» **To be done**:
Could you put the records below into a Markdown table with the columns Number and Entry, one row per line, numbered in order and with blank lines left out?
__________________________________________________
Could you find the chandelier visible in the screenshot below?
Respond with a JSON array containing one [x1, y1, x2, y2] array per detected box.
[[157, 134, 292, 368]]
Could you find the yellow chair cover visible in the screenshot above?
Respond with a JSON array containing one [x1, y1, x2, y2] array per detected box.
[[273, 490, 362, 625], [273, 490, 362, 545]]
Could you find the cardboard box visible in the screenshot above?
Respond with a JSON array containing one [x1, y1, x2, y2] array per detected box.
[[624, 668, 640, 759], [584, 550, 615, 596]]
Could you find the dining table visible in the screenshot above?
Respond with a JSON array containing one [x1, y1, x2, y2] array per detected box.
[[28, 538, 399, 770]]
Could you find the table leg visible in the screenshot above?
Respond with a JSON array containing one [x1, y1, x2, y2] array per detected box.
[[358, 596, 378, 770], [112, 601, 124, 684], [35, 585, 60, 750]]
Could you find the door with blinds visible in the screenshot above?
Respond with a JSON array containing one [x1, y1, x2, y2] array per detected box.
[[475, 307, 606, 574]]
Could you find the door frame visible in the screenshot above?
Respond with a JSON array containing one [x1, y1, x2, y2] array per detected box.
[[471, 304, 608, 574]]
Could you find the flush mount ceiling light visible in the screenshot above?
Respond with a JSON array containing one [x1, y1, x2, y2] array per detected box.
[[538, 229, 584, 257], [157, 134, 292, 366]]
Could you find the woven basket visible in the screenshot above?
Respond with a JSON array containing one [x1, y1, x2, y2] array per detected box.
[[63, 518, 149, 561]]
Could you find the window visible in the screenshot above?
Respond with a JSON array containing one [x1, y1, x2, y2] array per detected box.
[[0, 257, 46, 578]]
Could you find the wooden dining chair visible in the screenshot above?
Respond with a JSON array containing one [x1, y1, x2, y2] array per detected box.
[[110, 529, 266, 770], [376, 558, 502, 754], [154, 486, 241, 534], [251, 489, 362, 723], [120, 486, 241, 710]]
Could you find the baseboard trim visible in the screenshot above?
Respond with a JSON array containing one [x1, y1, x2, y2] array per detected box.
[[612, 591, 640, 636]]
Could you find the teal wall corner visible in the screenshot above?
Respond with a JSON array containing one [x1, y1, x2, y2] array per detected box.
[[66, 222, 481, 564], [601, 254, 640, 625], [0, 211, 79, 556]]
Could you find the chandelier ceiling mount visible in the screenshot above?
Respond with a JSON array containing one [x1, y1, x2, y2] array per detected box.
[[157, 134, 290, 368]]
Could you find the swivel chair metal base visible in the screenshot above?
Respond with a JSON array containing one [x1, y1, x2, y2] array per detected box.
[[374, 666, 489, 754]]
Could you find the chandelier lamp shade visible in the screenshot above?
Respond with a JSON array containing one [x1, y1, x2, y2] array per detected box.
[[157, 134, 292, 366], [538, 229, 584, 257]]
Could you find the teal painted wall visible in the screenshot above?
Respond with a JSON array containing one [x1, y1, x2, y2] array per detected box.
__________________________________________________
» **Task response**:
| Number | Entry |
|---|---|
| 1 | Could you find the chandelier visible in the screenshot below? |
| 2 | Respond with a JSON array containing one [x1, y1, x2, y2] array per detected box. |
| 3 | [[157, 134, 292, 368]] |
| 4 | Could you find the yellow chair cover visible in the screenshot above? |
| 5 | Respond with a JSON array containing one [x1, y1, x2, y2] array per detected box. |
| 6 | [[273, 490, 362, 625], [273, 490, 362, 545]] |
| 7 | Could you find the cardboard box visible in the screenshot above? |
| 8 | Respond with a JSON array containing one [x1, y1, x2, y2] array per detected box. |
| 9 | [[624, 668, 640, 759], [584, 550, 615, 596]] |
| 10 | Could you find the dining table visible in the screenshot above? |
| 11 | Respond with a JSON array containing one [x1, y1, x2, y2] array per detected box. |
| 12 | [[28, 538, 399, 770]] |
| 13 | Could you find the table leg visible in the screenshot above? |
| 14 | Respond with a JSON array containing one [x1, y1, x2, y2] array per detected box. |
| 15 | [[358, 596, 378, 770], [112, 601, 124, 684], [35, 585, 60, 750]] |
| 16 | Could you find the door with blinds visible in the screenshot above? |
| 17 | Respond with a JSON array containing one [x1, y1, x2, y2] array per detected box. |
| 18 | [[475, 307, 606, 574]] |
| 19 | Could you find the door frame visible in the screenshot above? |
| 20 | Respond with a JSON array containing one [x1, y1, x2, y2] array per detected box. |
| 21 | [[471, 304, 608, 574]] |
| 22 | Could you find the flush mount ceiling light visible in the screenshot above? |
| 23 | Respond with a JSON array containing one [x1, y1, x2, y2] array per detected box. |
| 24 | [[538, 229, 584, 257], [157, 134, 292, 366]] |
| 25 | Could you find the woven basket visible in the screenshot above? |
| 26 | Respond with a JSON array containing one [x1, y1, x2, y2] array per detected box. |
| 27 | [[63, 518, 149, 561]] |
| 28 | Could you find the window visible in the screenshot above? |
| 29 | Respond with a JSON array containing one [x1, y1, x2, y2] array per detected box. |
| 30 | [[0, 257, 46, 578]] |
| 31 | Could you find the wooden dining chair visible in the screenshot above? |
| 32 | Respond with a JSON array containing one [x1, y1, x2, y2] array per detected box. |
| 33 | [[110, 529, 266, 770], [376, 558, 502, 754], [154, 486, 241, 534], [251, 489, 362, 723], [120, 486, 241, 710]] |
| 34 | Could you find the baseboard trim visible in the screenshot above? |
| 35 | Respond with a JSON array containing one [x1, y1, x2, y2] array per detected box. |
| 36 | [[612, 591, 640, 636]] |
| 37 | Could you find the teal wall corner visible in the screenshot above? |
| 38 | Respond with a JSON array containing one [x1, y1, x2, y2] array per detected box. |
| 39 | [[66, 222, 481, 564], [601, 254, 640, 625], [0, 211, 79, 556]] |
| 40 | Could you find the chandelier ceiling mount visible in the screenshot above? |
| 41 | Respond with a JSON array containing one [x1, y1, x2, y2] array per detected box. |
| 42 | [[157, 134, 290, 368]] |
| 43 | Could you find the swivel chair metal base visible in the screenshot above? |
| 44 | Respond with a JSON array containing one [x1, y1, x2, y2] array per detected box. |
| 45 | [[374, 666, 489, 754]] |
| 46 | Could you find the chandelier lamp shade visible in the screenshot above? |
| 47 | Respond with a JSON array containing one [x1, y1, x2, y2] array per detected box. |
| 48 | [[157, 134, 292, 366], [538, 229, 584, 257]] |
| 49 | Could you find the teal painted wall visible in the screenshot above? |
| 50 | Respond with a JSON array containing one [x1, y1, x2, y2] array per detected box. |